— REQUEST —
Output the material exactly, but drop every image it holds.

— STORED RECORDS —
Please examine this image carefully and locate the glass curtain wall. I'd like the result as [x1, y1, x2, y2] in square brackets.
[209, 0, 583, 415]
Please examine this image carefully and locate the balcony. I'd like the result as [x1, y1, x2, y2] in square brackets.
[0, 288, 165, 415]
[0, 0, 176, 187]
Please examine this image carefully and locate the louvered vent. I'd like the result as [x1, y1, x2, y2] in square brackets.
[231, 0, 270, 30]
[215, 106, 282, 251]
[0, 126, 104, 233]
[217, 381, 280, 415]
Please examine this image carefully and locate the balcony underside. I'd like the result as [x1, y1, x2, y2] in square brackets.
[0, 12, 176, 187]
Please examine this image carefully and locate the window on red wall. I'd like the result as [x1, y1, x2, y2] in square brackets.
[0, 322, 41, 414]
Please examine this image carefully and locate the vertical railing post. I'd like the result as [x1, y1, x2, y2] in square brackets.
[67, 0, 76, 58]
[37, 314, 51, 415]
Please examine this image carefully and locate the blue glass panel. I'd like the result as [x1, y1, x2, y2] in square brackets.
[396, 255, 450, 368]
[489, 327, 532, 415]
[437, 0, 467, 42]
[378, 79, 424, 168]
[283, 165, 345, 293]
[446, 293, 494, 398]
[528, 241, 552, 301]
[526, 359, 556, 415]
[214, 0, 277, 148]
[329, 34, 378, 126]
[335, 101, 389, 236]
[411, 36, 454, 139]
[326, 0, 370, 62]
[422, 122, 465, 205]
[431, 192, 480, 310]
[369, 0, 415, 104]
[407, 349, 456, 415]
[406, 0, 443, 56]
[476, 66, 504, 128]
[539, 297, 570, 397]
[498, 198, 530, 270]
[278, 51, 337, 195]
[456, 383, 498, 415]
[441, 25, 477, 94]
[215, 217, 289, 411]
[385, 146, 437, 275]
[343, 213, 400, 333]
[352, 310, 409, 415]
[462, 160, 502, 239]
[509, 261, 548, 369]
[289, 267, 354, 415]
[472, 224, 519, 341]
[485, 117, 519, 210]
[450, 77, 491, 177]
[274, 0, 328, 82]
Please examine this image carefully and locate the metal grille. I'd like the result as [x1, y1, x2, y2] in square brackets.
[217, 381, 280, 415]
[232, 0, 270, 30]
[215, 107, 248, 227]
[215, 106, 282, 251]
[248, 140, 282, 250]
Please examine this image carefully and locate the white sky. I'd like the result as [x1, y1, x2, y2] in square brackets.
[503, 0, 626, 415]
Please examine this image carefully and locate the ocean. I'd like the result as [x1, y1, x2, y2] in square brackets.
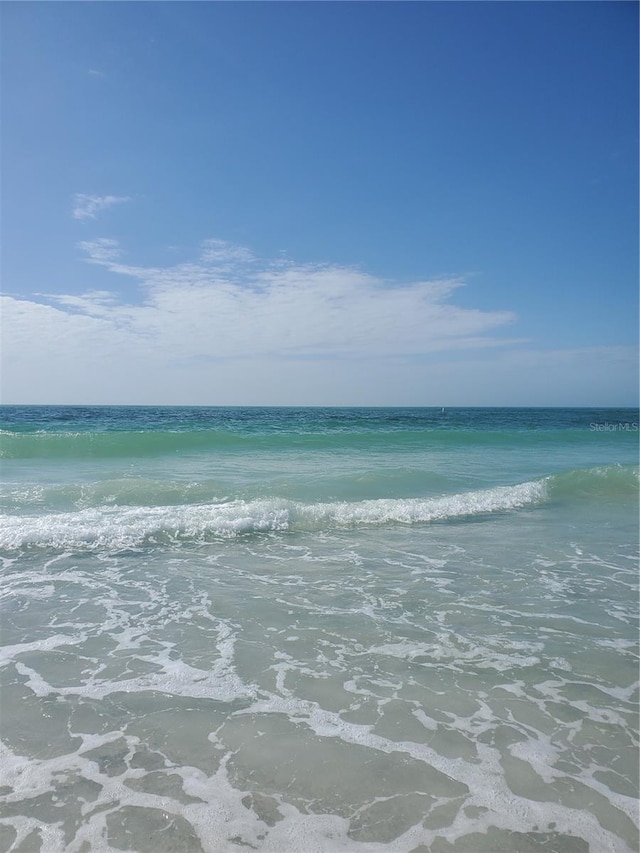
[0, 405, 639, 853]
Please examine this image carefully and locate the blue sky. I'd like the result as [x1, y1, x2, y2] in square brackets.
[0, 2, 638, 405]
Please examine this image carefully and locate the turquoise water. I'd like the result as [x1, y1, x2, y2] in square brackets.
[0, 406, 638, 853]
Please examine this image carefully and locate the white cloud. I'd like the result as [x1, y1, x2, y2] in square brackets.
[73, 193, 131, 219]
[2, 238, 635, 405]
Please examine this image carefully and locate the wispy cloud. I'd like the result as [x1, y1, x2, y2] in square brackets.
[73, 193, 131, 219]
[66, 238, 515, 359]
[2, 238, 637, 405]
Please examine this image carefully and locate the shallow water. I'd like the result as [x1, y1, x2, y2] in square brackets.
[0, 407, 638, 853]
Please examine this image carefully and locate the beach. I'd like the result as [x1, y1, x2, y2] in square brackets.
[0, 406, 638, 853]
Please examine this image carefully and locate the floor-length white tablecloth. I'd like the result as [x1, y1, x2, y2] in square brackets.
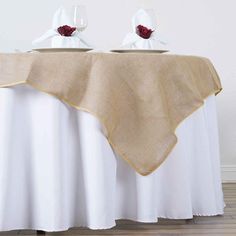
[0, 85, 224, 231]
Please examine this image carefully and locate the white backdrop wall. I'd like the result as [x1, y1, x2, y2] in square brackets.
[0, 0, 236, 180]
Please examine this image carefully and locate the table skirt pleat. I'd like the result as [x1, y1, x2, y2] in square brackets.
[0, 85, 224, 231]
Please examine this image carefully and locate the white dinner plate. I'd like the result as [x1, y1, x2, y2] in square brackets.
[111, 49, 168, 53]
[32, 48, 93, 52]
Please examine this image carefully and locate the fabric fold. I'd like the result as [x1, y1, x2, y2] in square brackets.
[0, 53, 221, 175]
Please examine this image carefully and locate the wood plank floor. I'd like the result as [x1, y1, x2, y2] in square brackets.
[0, 183, 236, 236]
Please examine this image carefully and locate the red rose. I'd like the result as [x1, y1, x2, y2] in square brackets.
[57, 25, 76, 37]
[136, 25, 154, 39]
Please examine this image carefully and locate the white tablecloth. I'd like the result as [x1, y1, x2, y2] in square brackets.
[0, 85, 224, 231]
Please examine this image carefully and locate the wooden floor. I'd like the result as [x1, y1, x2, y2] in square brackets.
[0, 183, 236, 236]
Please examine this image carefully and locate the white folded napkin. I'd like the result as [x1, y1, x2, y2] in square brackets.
[122, 9, 166, 49]
[32, 7, 90, 48]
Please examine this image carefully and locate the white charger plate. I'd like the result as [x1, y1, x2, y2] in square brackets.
[110, 49, 169, 53]
[32, 48, 93, 52]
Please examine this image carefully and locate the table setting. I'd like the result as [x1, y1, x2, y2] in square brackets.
[0, 6, 225, 232]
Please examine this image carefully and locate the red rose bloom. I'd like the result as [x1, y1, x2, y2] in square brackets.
[136, 25, 154, 39]
[57, 25, 76, 37]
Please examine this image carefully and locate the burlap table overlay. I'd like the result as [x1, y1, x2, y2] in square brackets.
[0, 53, 221, 175]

— EXERCISE RESULT —
Please examine this image carefully and locate the glass curtain wall. I'd like the result as [x1, y1, x2, y2] in square brackets.
[209, 0, 583, 415]
Please examine this image carefully and locate the balcony. I'd like the result as [x1, y1, x2, y2] in square brackets.
[0, 288, 165, 415]
[0, 0, 176, 187]
Please examine this image carefully and locate the louvered vent. I'd like the result as [x1, y1, x2, y2] in square brackets.
[231, 0, 270, 30]
[215, 106, 282, 251]
[0, 126, 104, 233]
[217, 381, 280, 415]
Please examine this image carefully and locate the balcony underside. I'd like the result as [x1, y1, x2, y2] in square brackets.
[0, 12, 176, 187]
Please examine this image carefully and locate the window on red wall. I'd like the result as [x1, y1, x2, y2] in square brackets.
[0, 322, 41, 414]
Please examine this image carefully and locate the vertical railing post. I'd like the result as [x1, y1, x2, y2] in square brackets.
[67, 0, 76, 58]
[37, 314, 51, 415]
Please examine this image carefully and locate the blue glass panel. I'd like the result as [x1, y1, x2, y2] in square brackets.
[396, 255, 450, 368]
[489, 327, 532, 415]
[437, 0, 467, 42]
[378, 79, 424, 168]
[283, 165, 345, 293]
[446, 293, 494, 398]
[528, 241, 552, 301]
[526, 359, 556, 415]
[214, 0, 277, 148]
[329, 34, 378, 126]
[335, 101, 389, 236]
[411, 36, 454, 139]
[326, 0, 370, 62]
[422, 122, 465, 205]
[431, 192, 480, 310]
[369, 0, 415, 104]
[407, 349, 456, 415]
[406, 0, 443, 56]
[476, 66, 504, 128]
[539, 297, 570, 397]
[498, 198, 530, 270]
[278, 51, 337, 195]
[456, 383, 498, 415]
[441, 25, 477, 94]
[215, 217, 289, 411]
[385, 146, 437, 275]
[343, 213, 400, 333]
[352, 310, 409, 415]
[462, 160, 502, 239]
[509, 261, 548, 369]
[289, 267, 354, 415]
[472, 224, 519, 341]
[485, 117, 519, 210]
[450, 77, 491, 177]
[274, 0, 328, 82]
Please examine this image carefully and locate the metal grille. I'd like the result as [x1, y1, x2, y2] in square brackets.
[217, 381, 280, 415]
[232, 0, 270, 30]
[215, 107, 248, 227]
[215, 106, 282, 251]
[248, 140, 282, 250]
Please examine this image carefully and locate the white sky. I'd like the result as [x1, y1, x2, y2] in square brackets.
[503, 0, 626, 415]
Please examine this image carefully and locate the ocean. I'd like the result as [x1, y1, x2, y2] in square brackets.
[0, 405, 639, 853]
Please examine this image carefully and locate the blue sky. I'd like the result as [x1, y1, x2, y2] in square brackets.
[0, 2, 638, 405]
Please examine this image carefully and locate the turquoise water. I'd like the result as [x1, y1, x2, y2] in square brackets.
[0, 406, 638, 853]
Please examine this image carefully and locate the white cloud. I'd like the result as [x1, y1, x2, y2] in square brackets.
[73, 193, 131, 219]
[2, 238, 635, 405]
Please examine this image carefully and locate the wispy cloud. I'd like the result as [x1, y1, x2, y2] in square brackets.
[73, 193, 131, 219]
[66, 238, 515, 359]
[2, 238, 637, 405]
Please examine this image carefully and locate the shallow water. I'd like the result as [x1, y1, x2, y2] in square brackets.
[0, 407, 638, 853]
Please examine this image carefully and locate the beach. I'd like the result as [x1, y1, x2, y2] in square brackets.
[0, 406, 638, 853]
Please examine this image carefully and locate the floor-length white tablecloth. I'd like the result as [x1, y1, x2, y2] in square brackets.
[0, 85, 224, 231]
Please examine this image carefully and locate the white backdrop wall. I'd like the result as [x1, y1, x2, y2] in square brackets.
[0, 0, 236, 180]
Please examine this image carefully and locate the table skirt pleat. I'd like the result as [x1, y1, x2, y2] in square brackets.
[0, 85, 224, 231]
Please examine this image carefully and locate the white dinner plate. I'd like the result as [x1, y1, x2, y2] in square brackets.
[111, 49, 168, 53]
[32, 48, 93, 52]
Please examine this image carefully and locate the fabric fold. I'd like the result as [x1, y1, x2, y2] in square brackets.
[0, 53, 221, 175]
Please examine this image carefully and locate the wood plank floor. I'd like the result as [x1, y1, x2, y2] in square brackets.
[0, 183, 236, 236]
Please examine this image carefully and locate the red rose. I'd like the result as [x1, y1, x2, y2] in square brackets.
[57, 25, 76, 37]
[136, 25, 154, 39]
Please examine this image carefully and locate the white tablecloth. I'd like the result as [x1, y1, x2, y2] in square brackets.
[0, 85, 224, 231]
Please examine this image carefully and locate the wooden floor. I'd like the result as [x1, y1, x2, y2] in square brackets.
[0, 183, 236, 236]
Please examine this image carefully and locate the white folded napkin. I'd like the result as [x1, y1, x2, y2] in square brackets.
[122, 9, 166, 49]
[32, 7, 90, 48]
Please examine this image carefully and locate the white charger plate. I'd like the result as [x1, y1, x2, y2] in square brackets.
[110, 49, 169, 53]
[32, 48, 93, 52]
Please examine this image carefully and locate the table setting. I'd like the result as [x1, y1, x2, y2] in square brackets.
[0, 6, 225, 232]
Please examine this image carefully and locate the red rose bloom. I'd like the result as [x1, y1, x2, y2] in square brackets.
[136, 25, 154, 39]
[57, 25, 76, 37]
Please examine this image carefully and locate the burlap table overlay. I'd like the result as [x1, y1, x2, y2] in square brackets.
[0, 53, 221, 175]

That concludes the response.